Extrait à lire:
Cet ouvrage fait partie de la série «Notes de foresterie communautaire», collection d'études qui examinent, pour les approfondir, les principaux concepts et problèmes de la foresterie communautaire. Les travaux de recherche et la rédaction sont dus à James T. Thomson, Ph.D., Associé principal et adjoint de direction de la firme Associates in Rural Development, Inc. (ARD), société de conseil sise à Burlington, Vermont, USA. Cette firme se spécialise dans la conception de programmes pour maintenir en «régime de croisière» la conservation et l'usage des ressources naturelles.

L'appui financier et technique pour cet ouvrage a été fourni par le Fonds fiduciaire «Arbres, forêts et communautés rurales», fonds qui se consacre au renforcement de la durabilité des moyens d'existence des hommes et des femmes, grâce à une gestion des arbres et des ressources forestières s'inscrivant dans le cadre de l'auto-assistance. Au sein du Département de foresterie de la FAO, les activités et publications de ce Programme sont coordonnées par Marilyn W. Hoskins, Fonctionnaire principal du Service de foresterie communautaire.

M.R. de Montalembert
Directeur, Division des politiques
et de la planification forestières
Département des forêts

Synthèse

Le présent document décrit une technique permettant d'analyser les problèmes de foresterie communautaire, et de concevoir des institutions de foresterie communautaire nouvelles ou modifiées. Une telle technique a été appliquée avec succès à d'autres problèmes de ressources naturelles renouvelables, en particulier à des systèmes d'irrigation et à des pêches,1 mais n'a pas, jusqu'à ce jour, trouvé d'emploi généralisé en tant qu'instrument permettant soit d'évaluer la gestion politique et technique des ressources forestières (arbres et broussailles) soit de concevoir ou de remanier des institutions de foresterie communautaire.2

MODELE ANALYTIQUE

La technique employée pour l'analyse fait appel à un modèle en quatre parties (se reporter à la page vi). On trouvera dans le document la description de ces diverses parties qui sont:

Un tel schéma d'encadrement suppose que les individus choisissent les modalités de gestion politique, de gestion technique et les stratégies d'usage, à la lumière des incitations auxquelles ils sont soumis. Ce schéma part de l'hypothèse que les incitations et les effets dissuasifs, d'où dérivent une gestion soutenue ou une dégradation des ressources forestières, sont engendrés par les caractéristiques économiques ou «attributs» des biens et services désirés, compte tenu de la technologie dont on dispose pour les produire, en un temps et en un lieu spécifiques, par les attributs des communautés, et par les règles — ou les institutions — dont dépend la structure selon laquelle les ressources forestières sont régies, gérées et utilisés. Suivant les circonstances et la technologie de production, les biens et services tirés des ressources forestières peuvent être privés, publics, ou d'usage commun.

Ensemble de tâches:
a) D'après l'extrait sur la foresterie communautaire, dans quelle ville la firme Associates in Rural Development, Inc. est-elle établie ?
b) Rédigez, s'il vous plaît, la suite de l'extrait sur la foresterie communautaire, en commençant après sa dernière phrase.

Données:

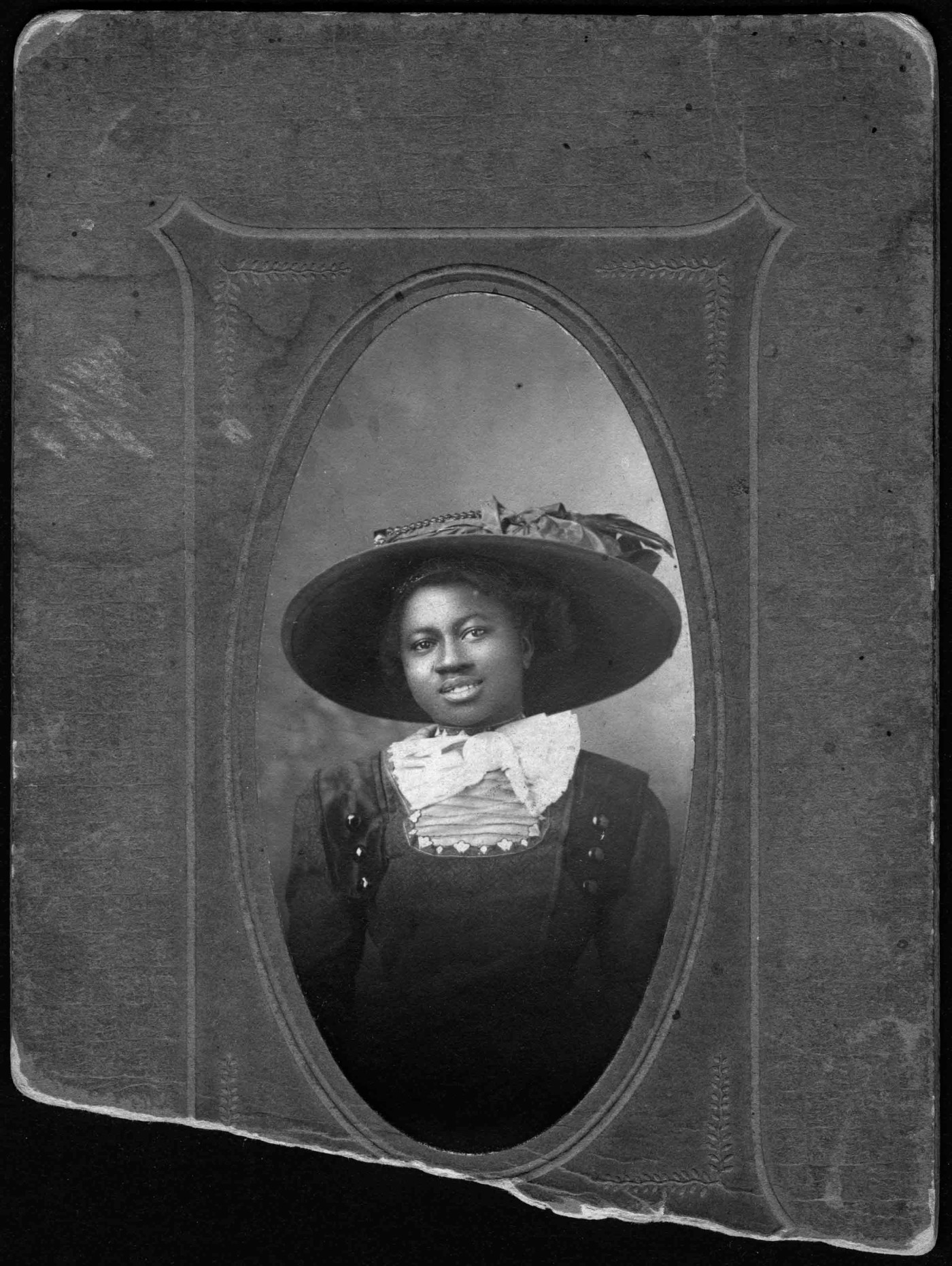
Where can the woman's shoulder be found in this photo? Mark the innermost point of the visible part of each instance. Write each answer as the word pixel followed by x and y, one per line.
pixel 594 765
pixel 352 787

Réponses rédigées:
a) À Burlington, dans le Vermont, aux États-Unis.

b)
MODELE ANALYTIQUE*

Schéma fonctionnel permettant d'analyser les incitations institutionnelles s'exerçant dans la foresterie communautaire

* Ce modèle de conception et analyse institutionnelles est tiré d'une série de modèles de ce type, mis au point par le personnel de l'Atelier de théorie politique et analyse des politiques, de l'Université de l'Indiana, à Bloomington, Indiana, Etats-Unis.

ATTRIBUTS ECONOMIQUES DES BIENS ET SERVICES PRIVES, PUBLICS ET D'USAGE COMMUN

Les biens privés sont ceux dont l'accès peut être contrôlé (l'exclusion est réalisable), et dont la consommation est séparable et compétitive. Le bois de feu, coupé par un exploitant agricole sur un arbre qui pousse dans son jardin clôturé, et qui est ensuite brûlé dans l'âtre du propriétaire, pour faire cuire le repas du soir, a les caractéristiques d'un bien privé. L'accès au bois est, ou peut être, soumis à un contrôle (la clôture permet d'exclure les autres personnes et les animaux qui pourraient détruire l'arbre). La consommation est compétitive: une fois que le bois a été brûlé dans l'âtre, personne ne peut s'en servir pour faire cuire un autre repas.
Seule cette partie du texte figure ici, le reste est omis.